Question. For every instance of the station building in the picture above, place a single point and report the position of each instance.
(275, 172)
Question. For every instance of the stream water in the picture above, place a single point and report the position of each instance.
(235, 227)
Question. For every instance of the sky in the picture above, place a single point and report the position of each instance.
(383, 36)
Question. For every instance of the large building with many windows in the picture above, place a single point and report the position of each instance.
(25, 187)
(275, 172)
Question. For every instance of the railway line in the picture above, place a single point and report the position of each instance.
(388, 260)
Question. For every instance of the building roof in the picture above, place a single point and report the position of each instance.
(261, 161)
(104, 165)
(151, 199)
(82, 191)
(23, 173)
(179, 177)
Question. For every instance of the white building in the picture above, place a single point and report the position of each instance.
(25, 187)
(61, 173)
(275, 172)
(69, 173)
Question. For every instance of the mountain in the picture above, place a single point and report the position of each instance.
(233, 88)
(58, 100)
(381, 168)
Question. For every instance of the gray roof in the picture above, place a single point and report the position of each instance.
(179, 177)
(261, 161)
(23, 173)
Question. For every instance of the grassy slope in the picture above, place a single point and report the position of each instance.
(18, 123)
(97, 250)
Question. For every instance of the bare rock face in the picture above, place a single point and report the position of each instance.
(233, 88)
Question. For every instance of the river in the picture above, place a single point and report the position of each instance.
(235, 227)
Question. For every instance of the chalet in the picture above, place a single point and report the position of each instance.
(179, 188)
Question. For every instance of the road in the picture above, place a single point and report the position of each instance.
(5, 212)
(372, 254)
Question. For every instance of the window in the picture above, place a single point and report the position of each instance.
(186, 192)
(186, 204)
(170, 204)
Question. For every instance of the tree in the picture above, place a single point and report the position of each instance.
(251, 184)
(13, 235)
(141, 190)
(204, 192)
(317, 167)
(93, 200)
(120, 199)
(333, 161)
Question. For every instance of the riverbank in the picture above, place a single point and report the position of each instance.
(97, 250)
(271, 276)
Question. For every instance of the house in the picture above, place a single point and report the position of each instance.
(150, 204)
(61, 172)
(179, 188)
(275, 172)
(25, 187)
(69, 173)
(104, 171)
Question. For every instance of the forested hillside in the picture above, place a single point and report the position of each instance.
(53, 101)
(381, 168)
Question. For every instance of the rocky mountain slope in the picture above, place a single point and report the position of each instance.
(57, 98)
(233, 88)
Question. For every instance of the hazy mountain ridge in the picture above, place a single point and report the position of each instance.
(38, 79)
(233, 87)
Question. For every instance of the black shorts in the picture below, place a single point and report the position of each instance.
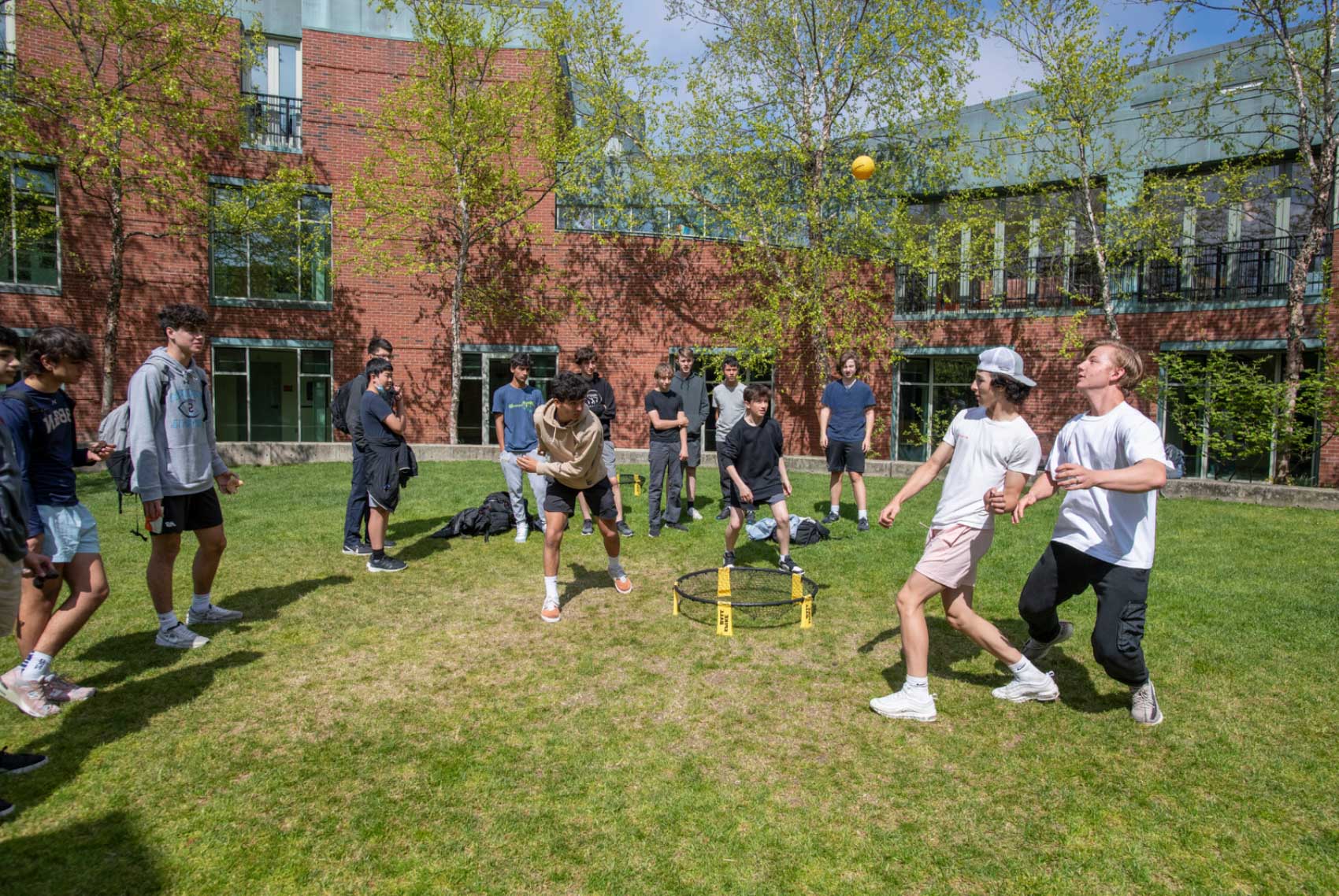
(562, 498)
(189, 512)
(845, 457)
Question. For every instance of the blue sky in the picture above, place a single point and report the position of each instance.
(996, 72)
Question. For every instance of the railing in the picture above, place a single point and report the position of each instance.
(275, 122)
(1245, 271)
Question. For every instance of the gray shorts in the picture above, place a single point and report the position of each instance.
(694, 452)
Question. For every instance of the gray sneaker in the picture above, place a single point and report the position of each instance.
(180, 636)
(1037, 651)
(1144, 705)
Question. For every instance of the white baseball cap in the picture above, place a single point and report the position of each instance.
(1003, 361)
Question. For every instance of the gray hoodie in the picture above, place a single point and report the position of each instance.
(172, 435)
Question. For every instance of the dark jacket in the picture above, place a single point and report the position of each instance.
(600, 402)
(13, 524)
(696, 405)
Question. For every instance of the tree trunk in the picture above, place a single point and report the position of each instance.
(111, 320)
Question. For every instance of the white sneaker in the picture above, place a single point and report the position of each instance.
(901, 705)
(180, 636)
(212, 615)
(1021, 691)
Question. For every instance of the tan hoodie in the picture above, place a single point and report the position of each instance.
(575, 450)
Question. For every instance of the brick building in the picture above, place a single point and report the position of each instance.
(284, 338)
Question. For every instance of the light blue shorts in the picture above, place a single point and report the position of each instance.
(70, 531)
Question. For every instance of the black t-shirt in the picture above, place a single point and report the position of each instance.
(373, 412)
(754, 452)
(669, 406)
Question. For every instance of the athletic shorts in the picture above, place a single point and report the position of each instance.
(187, 513)
(694, 452)
(757, 502)
(562, 498)
(11, 587)
(952, 554)
(845, 457)
(70, 531)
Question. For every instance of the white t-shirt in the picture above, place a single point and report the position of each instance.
(983, 452)
(1115, 527)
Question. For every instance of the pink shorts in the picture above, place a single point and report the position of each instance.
(952, 554)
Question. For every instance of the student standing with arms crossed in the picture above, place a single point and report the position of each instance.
(1111, 462)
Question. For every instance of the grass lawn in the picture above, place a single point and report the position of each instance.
(426, 733)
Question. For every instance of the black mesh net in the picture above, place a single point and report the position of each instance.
(759, 598)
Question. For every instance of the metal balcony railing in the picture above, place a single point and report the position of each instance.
(275, 122)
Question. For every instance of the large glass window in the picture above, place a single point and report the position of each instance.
(272, 394)
(30, 239)
(707, 363)
(482, 372)
(931, 393)
(287, 260)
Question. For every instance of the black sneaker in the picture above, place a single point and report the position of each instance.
(20, 762)
(386, 564)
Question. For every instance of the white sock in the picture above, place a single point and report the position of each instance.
(1025, 668)
(38, 666)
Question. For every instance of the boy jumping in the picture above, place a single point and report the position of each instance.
(573, 441)
(753, 458)
(990, 452)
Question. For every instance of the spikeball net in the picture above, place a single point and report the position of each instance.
(745, 596)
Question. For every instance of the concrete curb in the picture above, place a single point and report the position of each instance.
(283, 453)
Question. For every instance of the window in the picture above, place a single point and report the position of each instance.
(273, 89)
(931, 393)
(30, 242)
(486, 368)
(285, 261)
(707, 362)
(272, 394)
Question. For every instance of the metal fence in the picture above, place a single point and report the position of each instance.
(275, 122)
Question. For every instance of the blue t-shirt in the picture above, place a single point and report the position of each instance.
(44, 448)
(847, 422)
(517, 409)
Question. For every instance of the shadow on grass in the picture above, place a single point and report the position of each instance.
(109, 716)
(113, 859)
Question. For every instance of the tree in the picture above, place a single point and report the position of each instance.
(1070, 134)
(782, 97)
(1278, 83)
(464, 149)
(135, 103)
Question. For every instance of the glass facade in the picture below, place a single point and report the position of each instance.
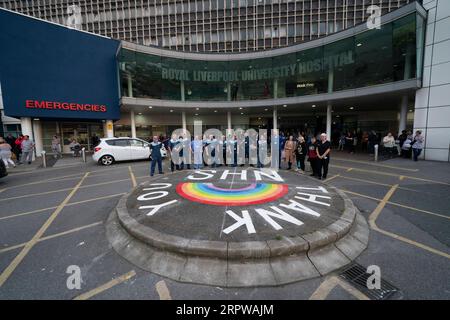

===

#### Your instructions:
Copy the rows above word for word, starting at the line that contains "Question. For every instance of the metal fence" and continuing through the last row, with both ends included. Leave the pictures out.

#### Output below:
Question. For every instance of the metal fence in the picture above, place a single point and report the position of each instance.
(275, 122)
Question. For every instance of the blue t-shirt in the picture above, place a single point and report the position of each instance.
(44, 448)
(847, 422)
(517, 409)
Question. For every instance of the shadow on grass in the picture above, place a single point and report the position of each instance.
(109, 716)
(113, 859)
Question. For every instance of the tree in the picture above, place a single point and report the position of each instance.
(1070, 134)
(782, 97)
(1278, 83)
(464, 149)
(135, 103)
Question. For every instance of the glass facade in the picture below, place a single point and report the position of each instance.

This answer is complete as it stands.